[start of EXTRACTED INFORMATION]

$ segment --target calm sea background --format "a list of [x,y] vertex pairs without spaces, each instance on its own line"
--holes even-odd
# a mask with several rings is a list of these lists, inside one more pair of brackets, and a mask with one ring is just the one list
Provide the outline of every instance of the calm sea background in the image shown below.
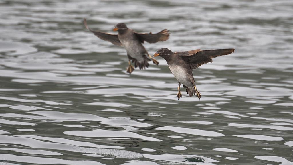
[[[235,48],[176,97],[86,29],[170,31],[150,54]],[[293,1],[0,1],[0,165],[293,164]]]

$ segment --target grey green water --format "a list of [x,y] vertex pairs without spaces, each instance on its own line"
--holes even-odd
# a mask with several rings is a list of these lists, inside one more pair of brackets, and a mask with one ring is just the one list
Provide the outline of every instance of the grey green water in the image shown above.
[[[0,165],[293,164],[292,13],[289,0],[0,1]],[[151,54],[236,50],[194,71],[201,100],[178,101],[164,60],[127,74],[84,18],[169,29]]]

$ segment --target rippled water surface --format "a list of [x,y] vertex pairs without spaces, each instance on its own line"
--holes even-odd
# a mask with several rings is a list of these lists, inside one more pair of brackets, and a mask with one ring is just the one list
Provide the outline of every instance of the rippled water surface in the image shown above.
[[[292,13],[289,0],[0,1],[0,164],[293,164]],[[178,101],[164,60],[129,75],[84,18],[168,29],[150,54],[236,50],[194,71],[200,100]]]

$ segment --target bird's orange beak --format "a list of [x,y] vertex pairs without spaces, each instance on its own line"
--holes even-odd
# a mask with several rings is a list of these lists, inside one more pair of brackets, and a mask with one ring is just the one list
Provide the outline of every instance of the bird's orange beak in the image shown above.
[[159,55],[160,55],[160,53],[155,53],[155,54],[154,54],[153,56],[154,57],[156,57],[158,56]]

[end of EXTRACTED INFORMATION]

» **GIVEN PROBLEM**
Count the lines in the material above that contain the string "shown" and reply with that number alone.

» **RESPONSE**
4